> _Object position labeling entries_
# # # #

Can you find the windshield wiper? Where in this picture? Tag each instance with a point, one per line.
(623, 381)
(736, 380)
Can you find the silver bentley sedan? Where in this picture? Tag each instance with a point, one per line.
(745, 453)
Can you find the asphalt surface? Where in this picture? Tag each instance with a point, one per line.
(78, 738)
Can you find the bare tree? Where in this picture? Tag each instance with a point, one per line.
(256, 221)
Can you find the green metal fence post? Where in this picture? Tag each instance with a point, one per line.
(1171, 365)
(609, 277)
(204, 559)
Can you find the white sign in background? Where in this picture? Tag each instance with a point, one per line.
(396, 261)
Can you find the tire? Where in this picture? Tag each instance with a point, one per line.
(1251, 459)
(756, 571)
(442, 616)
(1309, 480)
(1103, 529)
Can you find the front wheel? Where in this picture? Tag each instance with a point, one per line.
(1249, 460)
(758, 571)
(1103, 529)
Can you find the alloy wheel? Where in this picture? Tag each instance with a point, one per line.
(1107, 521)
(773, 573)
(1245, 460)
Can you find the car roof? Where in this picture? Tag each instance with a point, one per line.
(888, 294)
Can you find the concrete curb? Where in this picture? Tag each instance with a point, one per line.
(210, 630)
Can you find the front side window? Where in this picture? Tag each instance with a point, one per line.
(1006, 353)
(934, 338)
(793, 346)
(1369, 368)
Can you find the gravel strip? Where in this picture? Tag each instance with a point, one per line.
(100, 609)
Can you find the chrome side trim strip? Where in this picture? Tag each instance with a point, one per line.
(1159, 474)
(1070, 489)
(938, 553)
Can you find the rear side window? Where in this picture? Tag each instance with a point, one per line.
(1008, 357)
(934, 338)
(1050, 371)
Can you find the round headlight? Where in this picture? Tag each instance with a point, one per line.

# # # #

> _Your task_
Change every "one per line" to "one on each line" in the stretch from the line containing "Can you find the white" through the line containing "(1050, 371)". Return only those lines, with nothing else altered.

> _Response to this task_
Can you find the white sign in background? Where in this picture? Tag each instance with a point, one on each line.
(396, 261)
Can you find the tire? Where in this picture? Tag each instance with a point, one on each line.
(1251, 459)
(756, 571)
(442, 616)
(1309, 480)
(1103, 529)
Can you find the front wheel? Where in this picture? Tag each instance with a point, one on each line.
(1249, 460)
(758, 571)
(1103, 529)
Can you find the alloy wheel? Where in this picture? Tag each instance with a point, one on each line.
(1107, 521)
(773, 573)
(1245, 460)
Can you find the car roof? Where in this picture? Tag each instance with a point, one on each line.
(888, 294)
Can you find the concrete curb? Where in this picture? Tag each instance with a point, one on each line.
(210, 630)
Can you find the front side window? Where in this picture? Tag each instance with a point, one on each line.
(1006, 353)
(934, 338)
(793, 346)
(1369, 368)
Can you find the gravel strip? Where in this picture? Tag each instance with a point, one on each line.
(100, 609)
Can you find the chrome side trim strip? Where in this picture? Tag each instance with a point, one on each line.
(1159, 474)
(1070, 489)
(938, 553)
Can you find the rear side window? Where in this picture? Tag each instance with a point, one on each line.
(1008, 357)
(934, 338)
(1050, 371)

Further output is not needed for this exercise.